Objective> Copy out every line of the data below, from start to finish, without changing anything.

Saved data entries:
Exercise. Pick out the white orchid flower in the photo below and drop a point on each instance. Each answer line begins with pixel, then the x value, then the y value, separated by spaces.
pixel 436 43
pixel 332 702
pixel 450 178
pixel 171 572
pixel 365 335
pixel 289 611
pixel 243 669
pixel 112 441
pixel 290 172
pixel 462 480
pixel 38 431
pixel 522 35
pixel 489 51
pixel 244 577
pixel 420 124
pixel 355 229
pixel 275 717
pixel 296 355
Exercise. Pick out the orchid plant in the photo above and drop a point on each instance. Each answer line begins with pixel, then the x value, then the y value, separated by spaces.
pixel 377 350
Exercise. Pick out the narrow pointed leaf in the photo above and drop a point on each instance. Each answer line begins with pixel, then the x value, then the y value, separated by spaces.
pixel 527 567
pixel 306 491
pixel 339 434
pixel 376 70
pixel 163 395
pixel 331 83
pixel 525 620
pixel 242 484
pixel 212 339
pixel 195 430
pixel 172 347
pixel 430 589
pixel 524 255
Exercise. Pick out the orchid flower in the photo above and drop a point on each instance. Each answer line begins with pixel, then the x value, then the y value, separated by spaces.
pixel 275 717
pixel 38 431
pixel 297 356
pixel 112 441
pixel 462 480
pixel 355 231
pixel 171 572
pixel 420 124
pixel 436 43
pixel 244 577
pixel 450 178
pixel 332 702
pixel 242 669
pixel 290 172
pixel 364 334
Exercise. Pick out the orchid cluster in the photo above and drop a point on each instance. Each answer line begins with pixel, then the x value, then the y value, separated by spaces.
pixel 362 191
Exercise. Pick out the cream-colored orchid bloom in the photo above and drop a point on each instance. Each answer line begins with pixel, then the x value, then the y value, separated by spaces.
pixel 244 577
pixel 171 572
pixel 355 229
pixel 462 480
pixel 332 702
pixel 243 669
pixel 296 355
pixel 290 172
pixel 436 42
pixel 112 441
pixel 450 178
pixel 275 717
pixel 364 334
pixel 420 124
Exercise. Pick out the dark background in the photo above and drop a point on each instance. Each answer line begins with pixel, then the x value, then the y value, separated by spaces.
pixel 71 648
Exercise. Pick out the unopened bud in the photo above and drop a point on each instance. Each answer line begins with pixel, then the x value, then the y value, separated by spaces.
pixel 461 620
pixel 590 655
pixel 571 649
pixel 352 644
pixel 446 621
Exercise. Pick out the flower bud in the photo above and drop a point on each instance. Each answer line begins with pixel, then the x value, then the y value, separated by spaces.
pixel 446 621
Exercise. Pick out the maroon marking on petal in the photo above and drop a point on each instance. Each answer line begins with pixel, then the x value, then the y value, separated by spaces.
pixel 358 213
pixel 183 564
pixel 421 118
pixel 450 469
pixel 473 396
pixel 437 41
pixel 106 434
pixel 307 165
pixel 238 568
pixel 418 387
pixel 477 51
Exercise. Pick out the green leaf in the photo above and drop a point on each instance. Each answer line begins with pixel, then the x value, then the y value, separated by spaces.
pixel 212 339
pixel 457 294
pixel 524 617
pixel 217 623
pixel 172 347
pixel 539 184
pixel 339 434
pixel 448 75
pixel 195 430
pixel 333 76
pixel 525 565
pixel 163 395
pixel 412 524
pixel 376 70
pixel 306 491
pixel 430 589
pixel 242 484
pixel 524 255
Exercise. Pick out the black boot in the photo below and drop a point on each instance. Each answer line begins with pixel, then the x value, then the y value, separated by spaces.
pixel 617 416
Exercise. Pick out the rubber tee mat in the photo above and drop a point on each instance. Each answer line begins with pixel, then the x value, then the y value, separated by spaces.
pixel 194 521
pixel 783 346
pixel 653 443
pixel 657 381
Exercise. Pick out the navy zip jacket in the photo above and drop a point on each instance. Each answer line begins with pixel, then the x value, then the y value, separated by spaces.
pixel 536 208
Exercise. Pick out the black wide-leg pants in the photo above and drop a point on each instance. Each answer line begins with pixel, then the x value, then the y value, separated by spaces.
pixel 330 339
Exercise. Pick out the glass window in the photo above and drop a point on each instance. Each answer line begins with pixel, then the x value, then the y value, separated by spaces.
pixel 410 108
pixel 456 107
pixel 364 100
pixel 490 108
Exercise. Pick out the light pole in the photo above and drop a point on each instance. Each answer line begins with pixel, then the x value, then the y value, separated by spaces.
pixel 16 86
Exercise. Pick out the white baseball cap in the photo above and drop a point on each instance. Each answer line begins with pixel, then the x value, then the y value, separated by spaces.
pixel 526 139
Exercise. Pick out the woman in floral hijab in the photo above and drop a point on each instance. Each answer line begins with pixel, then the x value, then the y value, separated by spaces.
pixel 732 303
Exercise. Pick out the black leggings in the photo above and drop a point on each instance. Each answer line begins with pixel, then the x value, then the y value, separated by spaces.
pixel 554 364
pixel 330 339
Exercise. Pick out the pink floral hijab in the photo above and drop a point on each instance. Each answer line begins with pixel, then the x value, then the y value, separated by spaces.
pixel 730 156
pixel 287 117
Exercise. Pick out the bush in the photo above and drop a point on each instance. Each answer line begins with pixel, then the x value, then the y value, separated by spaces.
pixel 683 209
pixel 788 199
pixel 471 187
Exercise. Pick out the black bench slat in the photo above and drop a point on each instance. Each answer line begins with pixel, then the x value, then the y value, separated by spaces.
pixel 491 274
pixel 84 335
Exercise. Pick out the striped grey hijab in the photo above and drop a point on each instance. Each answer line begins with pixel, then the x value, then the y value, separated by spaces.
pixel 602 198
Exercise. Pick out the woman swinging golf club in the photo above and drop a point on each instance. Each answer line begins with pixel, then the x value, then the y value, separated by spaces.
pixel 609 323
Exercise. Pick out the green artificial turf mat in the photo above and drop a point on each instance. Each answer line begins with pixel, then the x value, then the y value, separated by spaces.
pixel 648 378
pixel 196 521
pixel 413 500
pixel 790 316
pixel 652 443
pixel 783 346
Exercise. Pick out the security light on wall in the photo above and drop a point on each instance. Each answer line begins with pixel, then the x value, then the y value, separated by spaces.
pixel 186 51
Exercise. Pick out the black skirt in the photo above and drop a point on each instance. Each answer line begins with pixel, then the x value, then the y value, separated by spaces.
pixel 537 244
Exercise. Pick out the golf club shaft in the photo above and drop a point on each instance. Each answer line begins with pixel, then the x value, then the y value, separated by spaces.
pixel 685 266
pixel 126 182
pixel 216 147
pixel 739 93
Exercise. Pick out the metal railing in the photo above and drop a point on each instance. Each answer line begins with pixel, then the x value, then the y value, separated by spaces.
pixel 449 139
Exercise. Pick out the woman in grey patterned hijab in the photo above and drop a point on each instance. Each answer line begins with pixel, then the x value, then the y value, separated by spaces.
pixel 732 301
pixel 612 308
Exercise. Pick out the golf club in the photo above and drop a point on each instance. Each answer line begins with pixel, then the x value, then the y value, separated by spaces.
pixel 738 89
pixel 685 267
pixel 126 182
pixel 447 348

Final result>
Exercise. Pick out the white orchid flower in the photo below and drop a point on each instance. Each answer line begins with pixel, then the x value, then the y value, separated by spaces.
pixel 436 43
pixel 332 702
pixel 450 178
pixel 171 572
pixel 365 335
pixel 289 611
pixel 243 669
pixel 112 441
pixel 290 172
pixel 462 480
pixel 38 431
pixel 522 35
pixel 489 51
pixel 244 577
pixel 420 124
pixel 355 229
pixel 275 717
pixel 296 355
Exercise. Pick out the orchid plant in the photo above and drop a point on each instance. Each answer line begins with pixel, then the x value, then the y value, separated by spaces.
pixel 377 350
Exercise. Pick out the narrow pointed leaf in the photo above and drop a point on each instance. Each answer line begins with pixel, then the x value, then the y value, separated by spaces.
pixel 527 567
pixel 306 491
pixel 339 434
pixel 376 70
pixel 163 395
pixel 331 83
pixel 525 620
pixel 242 484
pixel 212 339
pixel 195 430
pixel 172 347
pixel 430 589
pixel 524 255
Exercise. Pick out the orchid flower in the photo above and drop a point on each instance. Each answer line begins with pixel, then the x value, then the y value, separated by spaces.
pixel 275 717
pixel 38 431
pixel 297 356
pixel 112 441
pixel 462 480
pixel 355 231
pixel 171 572
pixel 420 124
pixel 436 43
pixel 244 577
pixel 450 178
pixel 332 702
pixel 242 669
pixel 290 172
pixel 364 334
Exercise. Pick out the orchid cluster in the photo above and drop a point on each instance. Each answer line begins with pixel, then the x value, then the y value, separated by spaces.
pixel 362 191
Exercise. Pick out the cream-colored orchid bloom in the photo above and drop a point on each instance. Each answer line begins with pixel, then the x value, then the y value, separated by spaces.
pixel 244 577
pixel 171 572
pixel 355 229
pixel 462 480
pixel 332 702
pixel 243 669
pixel 296 355
pixel 290 172
pixel 436 42
pixel 112 441
pixel 450 178
pixel 275 717
pixel 364 334
pixel 420 124
Exercise. Pick out the dark background in the photo above and drop a point on each instance. Each answer line begins with pixel, then the x value, then the y value, separated by spaces.
pixel 71 648
Exercise. Pick out the unopened bud in the photo above and drop a point on each instance. Each answer line begins with pixel, then the x value, then the y value, separated by spaces.
pixel 461 620
pixel 590 655
pixel 571 649
pixel 352 644
pixel 446 621
Exercise. Pick out the flower bud in the photo above and drop a point on each instance. Each answer line begins with pixel, then the x value, then the y value, separated by spaces.
pixel 446 621
Exercise. Pick out the maroon marking on petal in the photo above and drop a point on each instance. Each answer line begins with pixel, then the x value, then the y value, separated by spaces.
pixel 358 213
pixel 183 564
pixel 421 118
pixel 450 469
pixel 473 396
pixel 437 41
pixel 106 434
pixel 307 165
pixel 238 568
pixel 418 387
pixel 477 51
Exercise. Pick out the green leaf in the photo above and drop a point on each instance. Each answer line begins with pixel, then the x value, then the y value, separated by spaces.
pixel 212 339
pixel 457 294
pixel 524 617
pixel 217 623
pixel 172 347
pixel 539 184
pixel 339 434
pixel 448 75
pixel 195 430
pixel 333 76
pixel 525 565
pixel 163 395
pixel 412 524
pixel 376 70
pixel 306 491
pixel 430 589
pixel 242 484
pixel 524 255
Exercise. Pick out the black boot in the photo below and drop a point on each instance. Each answer line begins with pixel, then the x value, then the y value, separated by spaces.
pixel 617 416
Exercise. Pick out the rubber tee mat in the photo above and drop a point on each instance. Each answer line begins with pixel, then the x value, then the y value, separated by spaces.
pixel 194 521
pixel 783 346
pixel 653 443
pixel 657 381
Exercise. Pick out the navy zip jacket in the photo above and drop a point on each instance. Each answer line begins with pixel, then the x value, then the y value, separated by spaces.
pixel 536 208
Exercise. Pick out the black wide-leg pants in the photo above and drop a point on each instance. Each answer line begins with pixel, then the x value, then the y value, separated by spaces.
pixel 330 339
Exercise. Pick out the glass window in the photo above and drop a point on each instance. Each answer line begins with pixel, then the x value, then the y value, separated by spaces.
pixel 410 108
pixel 456 107
pixel 364 100
pixel 490 108
Exercise. Pick out the light pole in the photo above and drop a point on each instance. Each answer line begins with pixel, then the x value, then the y value, separated by spaces.
pixel 16 86
Exercise. Pick out the white baseball cap in the photo above and drop a point on each instance. Each answer line begins with pixel, then the x value, then the y value, separated by spaces.
pixel 526 139
Exercise. Pick out the woman in floral hijab in the photo above and drop a point on each instance. Each answer line begins with pixel, then the x value, then the y value, separated by spaces.
pixel 732 303
Exercise. Pick out the black leggings in the photo above and drop a point on each instance. Each answer line begins with pixel, then the x value, then the y value, separated by spaces.
pixel 554 364
pixel 330 339
Exercise. Pick out the pink floral hijab in the photo above and drop a point on each instance. Each answer line begins with pixel, then the x value, then the y value, separated by spaces.
pixel 730 156
pixel 287 117
Exercise. Pick out the bush in the photo above and drop a point on each instance. Each answer line begins with pixel, then the x value, then the y value, separated by spaces.
pixel 683 209
pixel 788 199
pixel 471 187
Exercise. Pick out the black bench slat in the photo above and drop a point on each instance. Each answer line begins with pixel, then the x value, then the y value, separated by spaces.
pixel 491 274
pixel 84 335
Exercise. Pick out the striped grey hijab in the photo above and drop a point on each instance. Each answer line begins with pixel, then the x value, then the y value, separated by spaces.
pixel 602 198
Exercise. Pick out the woman swinging golf club in the photo above and drop a point on each instance. Each answer line begins with pixel, then the x value, then the y value, separated by spaces.
pixel 609 323
Exercise. Pick out the green artificial turf mat in the photo above and drop a point on each instance. Each answer line begins with pixel, then the x value, then the y value, separated by spaces.
pixel 648 378
pixel 196 521
pixel 413 500
pixel 790 316
pixel 652 443
pixel 783 346
Exercise. Pick out the security light on wall in the photo above and drop a point on each instance. Each answer line begins with pixel, then the x value, then the y value, separated by spaces.
pixel 186 51
Exercise. Pick out the black skirt in the photo above and drop a point on each instance. Each answer line begins with pixel, then the x value, then the y value, separated by spaces.
pixel 537 244
Exercise. Pick out the golf club shaft in the photo above and drop a point on each instance. Each answer line begins with pixel, then the x value, then the y value, separated by spaces.
pixel 685 266
pixel 126 182
pixel 216 147
pixel 739 93
Exercise. Pick out the metal railing in the photo above and drop a point on each instance. Each answer line begins with pixel, then the x value, then the y value, separated by spaces.
pixel 449 139
Exercise. Pick out the woman in grey patterned hijab in the photo above and drop a point on each instance. Each answer line begins with pixel, then the x value, then the y value, separated by spaces.
pixel 732 301
pixel 612 308
Exercise. Pick out the golf club in the photo above and drop a point on each instance. Each answer line begins with pixel, then the x value, then the y value, separated by spaces.
pixel 738 89
pixel 685 267
pixel 126 182
pixel 447 348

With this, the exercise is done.